**EXERCISE DATA:**
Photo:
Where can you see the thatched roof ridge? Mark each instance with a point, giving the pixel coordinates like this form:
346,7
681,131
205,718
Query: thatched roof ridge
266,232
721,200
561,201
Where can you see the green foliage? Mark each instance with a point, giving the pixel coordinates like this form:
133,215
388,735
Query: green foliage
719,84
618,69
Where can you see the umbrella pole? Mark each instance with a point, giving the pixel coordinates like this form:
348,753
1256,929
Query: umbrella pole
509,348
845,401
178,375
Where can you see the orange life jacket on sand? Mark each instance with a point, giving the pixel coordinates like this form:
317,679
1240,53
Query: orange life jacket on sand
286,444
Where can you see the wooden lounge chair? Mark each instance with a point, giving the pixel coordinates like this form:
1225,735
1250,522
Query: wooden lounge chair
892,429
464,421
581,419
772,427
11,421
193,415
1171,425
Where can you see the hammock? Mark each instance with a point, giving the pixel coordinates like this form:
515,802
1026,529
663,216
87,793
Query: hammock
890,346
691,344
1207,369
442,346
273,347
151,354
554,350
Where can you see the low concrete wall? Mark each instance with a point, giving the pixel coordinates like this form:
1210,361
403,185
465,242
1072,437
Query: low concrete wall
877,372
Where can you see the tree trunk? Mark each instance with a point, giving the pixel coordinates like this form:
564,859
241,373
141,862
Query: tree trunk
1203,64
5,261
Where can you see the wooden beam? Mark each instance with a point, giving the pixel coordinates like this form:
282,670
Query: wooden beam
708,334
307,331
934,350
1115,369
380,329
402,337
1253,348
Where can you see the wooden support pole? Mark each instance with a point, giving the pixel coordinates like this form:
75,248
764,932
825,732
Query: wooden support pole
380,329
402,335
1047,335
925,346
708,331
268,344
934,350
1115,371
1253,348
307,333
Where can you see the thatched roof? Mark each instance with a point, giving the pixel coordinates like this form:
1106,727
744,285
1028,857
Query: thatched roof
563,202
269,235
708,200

**TASK INSTRUCTIONS:**
Every record, from the first to the last, should be transcribed exactly.

**RESULT OF THIS TASK:**
Photo:
Where can you see the thatched roof ridge? Mark each instance with a point, giving the pixel coordinates like this form:
346,7
681,131
205,718
Query: thatched roof ridge
266,232
721,200
561,201
Where can you see the green foliage? Mark each instance with a point, giving the pixel coordinates like this form:
133,215
388,735
Query: green foliage
719,84
618,69
Where can you see the umbrella pole? Mark each instance with a point, giving the pixel coordinates like this form:
348,753
1256,929
Query: umbrella pole
509,348
845,401
178,375
Where can you see the orange life jacket on sand? Mark each instance with a point, giving the pixel coordinates like this form:
317,679
1240,53
Query: orange life jacket on sand
286,444
Where can you see the wooden lounge chair? Mark each instance with a point, giving the pixel coordinates like this form:
1225,735
1250,522
Query: wooden lounge chair
892,429
464,421
581,419
772,427
11,421
193,415
1171,425
Where can you see the hammock? Mark each instance with a point, giving the pixel coordinates like this form:
515,802
1026,529
663,216
87,793
Query: hammock
890,346
691,344
1207,369
442,346
273,347
151,354
554,350
Where can you see the low concrete wall? Mark each instance with a point, giving the pixel coordinates like this form:
1210,361
403,185
465,242
1072,437
Query: low concrete wall
877,372
Where can you see the tree trunk? Mark each instance with a point, giving the pixel coordinates like this form:
564,859
241,373
141,862
Query: tree trunk
1203,64
5,261
Where can you see the wooden beam? Mark each instance with a point, giving the pixel coordinates like this form:
282,670
Query: wooden beam
708,334
307,331
934,350
1115,369
380,329
402,337
1253,348
Where can you see the wooden support pole? Mark each instance with a point, giving the pixel coordinates like this form:
75,248
764,932
825,732
Query: wooden support pole
380,329
402,335
1047,335
925,346
708,331
268,344
934,350
1115,371
1253,348
307,333
Where can you see the thatched roof? Mark each instance with a point, giving the pixel coordinates like this form:
1106,727
744,285
1028,857
Query: thatched roof
563,202
269,235
708,200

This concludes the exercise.